---------- RECORDS FOR THIS TASK ----------

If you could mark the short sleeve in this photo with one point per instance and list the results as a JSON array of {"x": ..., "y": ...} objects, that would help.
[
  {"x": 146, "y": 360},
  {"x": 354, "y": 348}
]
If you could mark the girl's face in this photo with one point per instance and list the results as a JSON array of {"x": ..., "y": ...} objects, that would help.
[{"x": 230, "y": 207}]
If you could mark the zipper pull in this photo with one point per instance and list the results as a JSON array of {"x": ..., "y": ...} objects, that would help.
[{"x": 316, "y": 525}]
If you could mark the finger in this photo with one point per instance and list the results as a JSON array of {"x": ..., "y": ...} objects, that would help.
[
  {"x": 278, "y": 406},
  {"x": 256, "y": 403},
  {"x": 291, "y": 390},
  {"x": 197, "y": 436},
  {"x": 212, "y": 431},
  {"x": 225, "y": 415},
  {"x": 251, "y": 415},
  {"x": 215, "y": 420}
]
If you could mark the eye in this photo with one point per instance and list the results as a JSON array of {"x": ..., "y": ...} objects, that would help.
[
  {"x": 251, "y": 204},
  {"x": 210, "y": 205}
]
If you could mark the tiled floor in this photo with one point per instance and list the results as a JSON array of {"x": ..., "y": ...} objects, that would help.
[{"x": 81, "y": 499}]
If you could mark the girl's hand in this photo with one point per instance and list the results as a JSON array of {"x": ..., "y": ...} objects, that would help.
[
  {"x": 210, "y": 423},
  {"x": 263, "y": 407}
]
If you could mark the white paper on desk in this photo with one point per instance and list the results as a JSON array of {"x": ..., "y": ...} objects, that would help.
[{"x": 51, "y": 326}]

----------
---------- RECORDS FOR THIS TASK ----------

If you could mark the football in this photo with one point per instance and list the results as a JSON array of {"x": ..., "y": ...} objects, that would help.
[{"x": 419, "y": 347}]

----------
---------- RECORDS FOR THIS TASK ----------

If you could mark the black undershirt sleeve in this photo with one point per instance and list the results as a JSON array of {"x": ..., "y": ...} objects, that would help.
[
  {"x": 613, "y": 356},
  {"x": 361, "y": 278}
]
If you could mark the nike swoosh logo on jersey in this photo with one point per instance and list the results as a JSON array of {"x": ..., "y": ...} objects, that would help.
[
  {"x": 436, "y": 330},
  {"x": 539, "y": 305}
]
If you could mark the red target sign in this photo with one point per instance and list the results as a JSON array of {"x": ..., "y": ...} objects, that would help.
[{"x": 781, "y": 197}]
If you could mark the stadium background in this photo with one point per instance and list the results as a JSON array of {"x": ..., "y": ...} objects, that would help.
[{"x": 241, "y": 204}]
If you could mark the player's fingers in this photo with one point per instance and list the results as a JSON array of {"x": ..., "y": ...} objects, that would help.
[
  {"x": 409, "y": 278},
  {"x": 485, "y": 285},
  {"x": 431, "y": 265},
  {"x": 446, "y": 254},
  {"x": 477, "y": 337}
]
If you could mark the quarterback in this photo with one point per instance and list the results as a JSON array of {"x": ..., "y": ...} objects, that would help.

----------

- WHAT YOU ARE ASKED TO DO
Please copy the lines above from the line with "If you could mark the stadium" up to and including the line with "If you could mark the quarterback", exactly as written and with nothing else.

- SOLUTION TO THIS EXERCISE
If you could mark the stadium background in this photo with one point per instance and list the results as a JSON array of {"x": ..., "y": ...} objects, that would help.
[{"x": 241, "y": 204}]
If you could mark the player's fingers in this photo with one point per instance and list the results as a JSON array of {"x": ..., "y": ...} objects, that would help.
[
  {"x": 409, "y": 278},
  {"x": 485, "y": 285},
  {"x": 431, "y": 265},
  {"x": 446, "y": 254},
  {"x": 477, "y": 337}
]
If you could mark the quarterback in this photo with one point per instance and list the results as a JSON array of {"x": ..., "y": ...} objects, that would help.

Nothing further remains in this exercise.